***** TEXT SECTION *****

Recently I posted Arrow’s article at the Vancouver Sun concerning Peter Hogg’s letter to Finance Canada on LinkedIn. I just read a very interesting response from Jeff Mukadi, a Toronto tax law and compliance professional. (All emphases are mine).
He has published an article, ““FATCA Getting Rid of U.S. Clients Will Not Get You Off the Grid,” Journal of International Taxation, November 2012. He argues that foreign citizens affected by FATCA should bring their governments to court through class action suits to invalidate FATCA/IGA’s for unconstitutionality. He discussed some excerpts of the article; and makes a very strong case for the absence of reciprocity and true quid pro quo. “Reciprocity is not simply an exchange of one thing for anything, but one right for the same right and one obligation for the same obligation.” As we all know, this is simply not what the US is “offering.”
What is most interesting is his suggestion that FATCA cannot be implemented in Canada not only because of our privacy laws but more importantly, because of the Foreign Extraterritorial Measures Act (R.S.C., 1985, c.F-29). This Act was designed specifically to “deny effect to extraterritorial Acts of foreign governments violating Canadian sovereignty.” The US National Defense Authorization Act (“Cuban Assets Control Regulations,” July 8, 1963) was such a measure and prompted the issue of the Foreign Extraterritorial Measures Act (United States) Order of October 9, 1992 (SOR-92-584). By authority of the Canadian Attorney General jointly with the Secretary of State for External Affairs, SOR-92-584 prohibited a Canadian corporation, or director, officer, manager, or employee in a position of authority of a Canadian corporation, from complying with this U.S. law. So in addition to not joining the “Coalition of the Willing” in 2003, we have another instance of Canada standing up to the US. Mr. Mukadi emphasizes the fact that since FATCA is even more agressive than the US National Defense Authorization Act, “it is certain that SOR-92-584 will always be invoked as a precedent against any attempt to implement or enforce FATCA in Canada.” Since governments are not taking care of their primary duty, that of defending their sovereignty and protecting citizens, it might be easier to fight FATCA in the courts. And until this happens, we cannot know if we can be safe from FATCA.

***** RAW RECORDS *****

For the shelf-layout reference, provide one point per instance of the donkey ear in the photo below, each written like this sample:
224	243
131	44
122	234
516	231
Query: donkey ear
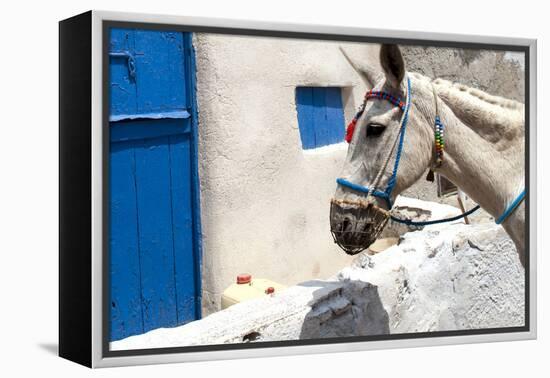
393	64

*****

■ SET TASKS:
(a) In the records above, swap "donkey ear" for "horse ear" and reproduce the lines with everything else unchanged. Leave the pictures out.
(b) Could you write the next part of the post about fighting FATCA in Canada, picking up after its final sentence?

■ ANSWERS BY TASK:
(a)
For the shelf-layout reference, provide one point per instance of the horse ear in the photo below, each written like this sample:
224	243
131	44
122	234
516	231
Query: horse ear
393	64

(b)
He indicated he would send me the article so I hope I can pass on more. I also contacted Allison Christians to see if we could get her take on it. In any regard, this sounds like another specific “weapon” we can use in this fight and I believe we should let our government know we are aware of it.
UPDATE: Mr. Mukadi has kindly provided a copy of his article: FATCA JOIT Article November 2012 – Final Galleys Mukadi FATCA
this is the Canadian government site for the extraterritorial measures act
I wish Jeff would learn to take a breath and a paragraph break in his writing. 🙂 He would be more effective if he would. He does make a very good argument!
Here, in readable form…
Without being a constitutionalist, I believe that any act by any government that would put the country’s sovereignty at risk should be declared unconstitutional., All countries signing FATCA IGAs are basically abdicating a portion of their sovereignty to the U.S. because they are agreeing to enforce another country’s public law without getting the same thing in return.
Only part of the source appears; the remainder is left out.